WHAT YOU NEED TO DO
a) According to the ostrich definition, by how much did the S&P 500 advance from March 2009 to September 2013?
b) From the ostrich definition, copy the stretch from "Definition of behavioral" through "top-performing publicly ...".
c) List every related term named at the end of the ostrich definition.

SELECTED TEXT
[START]

Ostrich

DEFINITION of 'Ostrich'

A colloquial term that refers to the tendency of certain investors to ignore bad news that can affect their investments. In the investment context, "ostrich" is based on the popular misconception that when this large bird senses danger and cannot run away, it buries its head in the sand. Similarly, investors who exhibit ostrich-like behavior prefer to ignore negative news, which could have a significant impact on their investment portfolios, in the hope that the problem will simply go away. While this is an extremely passive approach to investing, it should be noted that the ostrich effect is not exhibited only by passive investors, but by active investors as well.

BREAKING DOWN 'Ostrich'

An ostrich does not actually bury its head in the sand when confronted by danger, but flops to the ground and remains motionless. This passive behavior exacerbates the danger faced by the ostrich, since it becomes an easy target for a predator who is not fooled by this feeble attempt to play dead.

Likewise, investors who act like ostriches when faced with market risk – which is unavoidable – or by stock-specific risk could see their investment losses multiply if they do not “get their heads out of the sand” and take remedial action. For example, investors who chose to ignore the barrage of bad news that accompanied the 2008-09 global bear market would have suffered declines of more than 50% in their equity portfolios. Although these steep declines occurred in a relatively short time period, they did not occur overnight. While an active investor may have been successful in escaping part of these losses by trimming equity exposure before the worst of the market declines, an ostrich investor would have simply ignored the news about the bankruptcies of financial institutions, the global credit crisis, etc. and stayed fully invested.

Ironically, this buy-and-hold behavior can actually benefit an ostrich investor who holds blue-chips over long time periods, since they remain invested through good times and bad. Continuing with the above example, an ostrich investor who stayed with blue-chip U.S. equities through the 2009 market lows and subsequent rebound would have reaped the benefit of a 150% advance in the S&P 500 from March 2009 to September 2013.

But while ostrich behavior can actually pay off if one is invested in blue-chip stocks or an index over the long term, it can take a huge toll on a portfolio if an investor has substantial exposure to a speculative stock or sector. An investor who has 20% or more of his or her total portfolio invested in a speculative stock should monitor this exposure carefully, with a view to cutting losses and salvaging at least part of the amount invested if the investment does not work out. Sticking one’s head in the sand may cost the investor dearly in this scenario.

RELATED TERMS
  1. Behavioral Funds

    Definition of behavioral funds.
  2. Passive Investing

    Passive investing is an investment strategy that limits buying ...
  3. Blue-Chip Index

    A stock index that tracks the shares of the top-performing publicly ...

[END]

Labeled-object pointing entries
[START]

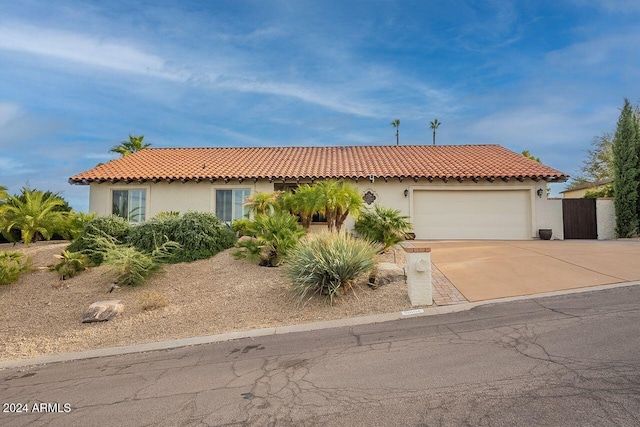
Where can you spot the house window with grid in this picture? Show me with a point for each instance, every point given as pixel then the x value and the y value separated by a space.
pixel 229 204
pixel 130 204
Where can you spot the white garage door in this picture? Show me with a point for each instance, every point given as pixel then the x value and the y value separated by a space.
pixel 477 214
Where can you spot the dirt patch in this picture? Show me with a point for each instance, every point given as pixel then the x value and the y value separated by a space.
pixel 40 315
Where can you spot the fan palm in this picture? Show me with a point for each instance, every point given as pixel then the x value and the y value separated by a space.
pixel 131 146
pixel 339 200
pixel 305 203
pixel 33 213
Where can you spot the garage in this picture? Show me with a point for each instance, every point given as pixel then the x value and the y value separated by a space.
pixel 479 214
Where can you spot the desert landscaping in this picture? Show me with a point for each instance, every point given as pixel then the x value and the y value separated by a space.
pixel 41 315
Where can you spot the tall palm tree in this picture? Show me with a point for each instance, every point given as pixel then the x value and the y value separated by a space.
pixel 131 146
pixel 34 214
pixel 396 124
pixel 434 125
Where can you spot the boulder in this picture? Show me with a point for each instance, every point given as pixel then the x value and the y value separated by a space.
pixel 102 311
pixel 385 273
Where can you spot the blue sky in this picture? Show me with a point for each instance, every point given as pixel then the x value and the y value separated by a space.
pixel 76 78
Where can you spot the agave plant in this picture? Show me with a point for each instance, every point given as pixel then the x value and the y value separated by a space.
pixel 327 263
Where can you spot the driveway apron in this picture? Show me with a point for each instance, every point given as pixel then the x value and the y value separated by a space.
pixel 483 270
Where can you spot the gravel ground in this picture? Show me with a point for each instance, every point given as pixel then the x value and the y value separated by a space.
pixel 40 315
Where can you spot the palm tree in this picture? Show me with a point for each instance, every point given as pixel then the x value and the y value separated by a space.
pixel 339 199
pixel 434 125
pixel 131 146
pixel 305 202
pixel 34 214
pixel 396 124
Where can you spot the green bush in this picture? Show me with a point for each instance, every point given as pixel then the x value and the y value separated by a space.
pixel 96 232
pixel 275 235
pixel 12 264
pixel 200 235
pixel 383 225
pixel 131 266
pixel 70 264
pixel 326 264
pixel 241 227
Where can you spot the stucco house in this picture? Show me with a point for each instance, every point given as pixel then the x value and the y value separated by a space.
pixel 449 192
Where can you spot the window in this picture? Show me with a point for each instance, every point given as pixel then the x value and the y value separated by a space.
pixel 229 204
pixel 130 204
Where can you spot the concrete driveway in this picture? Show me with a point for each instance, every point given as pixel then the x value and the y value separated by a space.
pixel 483 270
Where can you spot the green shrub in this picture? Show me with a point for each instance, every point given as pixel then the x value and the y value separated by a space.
pixel 200 235
pixel 97 232
pixel 164 214
pixel 75 224
pixel 70 264
pixel 326 264
pixel 131 266
pixel 241 227
pixel 383 225
pixel 275 235
pixel 12 264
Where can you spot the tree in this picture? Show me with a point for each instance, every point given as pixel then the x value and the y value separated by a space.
pixel 396 124
pixel 34 214
pixel 434 125
pixel 339 199
pixel 131 146
pixel 626 144
pixel 598 164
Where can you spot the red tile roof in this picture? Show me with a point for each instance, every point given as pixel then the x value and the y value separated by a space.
pixel 416 161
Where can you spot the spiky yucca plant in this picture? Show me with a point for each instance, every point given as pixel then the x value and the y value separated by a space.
pixel 327 263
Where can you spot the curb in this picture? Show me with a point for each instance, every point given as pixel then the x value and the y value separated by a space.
pixel 280 330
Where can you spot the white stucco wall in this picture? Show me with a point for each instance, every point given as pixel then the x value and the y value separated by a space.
pixel 178 196
pixel 606 219
pixel 549 215
pixel 175 196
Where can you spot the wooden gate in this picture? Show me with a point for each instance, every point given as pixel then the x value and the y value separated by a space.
pixel 579 218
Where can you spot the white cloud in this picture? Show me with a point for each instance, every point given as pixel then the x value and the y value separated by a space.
pixel 8 113
pixel 83 48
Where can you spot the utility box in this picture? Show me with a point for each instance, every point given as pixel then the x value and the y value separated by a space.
pixel 418 273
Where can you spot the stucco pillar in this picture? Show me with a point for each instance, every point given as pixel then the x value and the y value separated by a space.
pixel 418 273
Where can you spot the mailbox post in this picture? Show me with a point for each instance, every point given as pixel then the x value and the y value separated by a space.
pixel 418 273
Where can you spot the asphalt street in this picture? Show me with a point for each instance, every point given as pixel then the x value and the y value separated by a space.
pixel 571 360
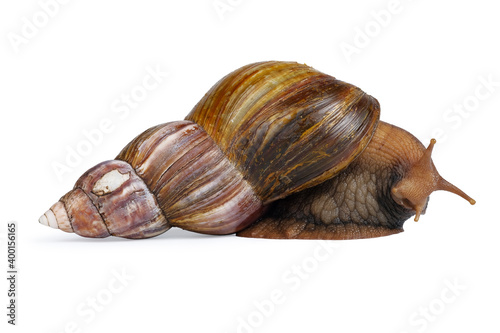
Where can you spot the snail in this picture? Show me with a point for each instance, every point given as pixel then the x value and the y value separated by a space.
pixel 273 150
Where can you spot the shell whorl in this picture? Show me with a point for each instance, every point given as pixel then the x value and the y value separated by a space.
pixel 286 126
pixel 261 133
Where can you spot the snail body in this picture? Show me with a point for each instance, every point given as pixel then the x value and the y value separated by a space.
pixel 273 150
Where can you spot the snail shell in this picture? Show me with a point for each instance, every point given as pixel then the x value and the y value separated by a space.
pixel 265 132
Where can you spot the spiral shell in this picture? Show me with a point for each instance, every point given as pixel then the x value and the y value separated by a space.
pixel 261 133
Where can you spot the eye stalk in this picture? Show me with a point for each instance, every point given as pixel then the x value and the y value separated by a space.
pixel 421 180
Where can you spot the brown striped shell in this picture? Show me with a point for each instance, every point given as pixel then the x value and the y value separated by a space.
pixel 261 133
pixel 286 126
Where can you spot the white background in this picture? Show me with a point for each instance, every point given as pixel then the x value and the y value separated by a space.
pixel 423 62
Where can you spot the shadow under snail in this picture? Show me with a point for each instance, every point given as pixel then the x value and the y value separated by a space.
pixel 273 150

[END]

ANSWERS FOR THE TASKS
a) 150%

b)
Definition of behavioral funds.
  2. Passive Investing

    Passive investing is an investment strategy that limits buying ...
  3. Blue-Chip Index

    A stock index that tracks the shares of the top-performing publicly ...

c) Behavioral Funds, Passive Investing, Blue-Chip Index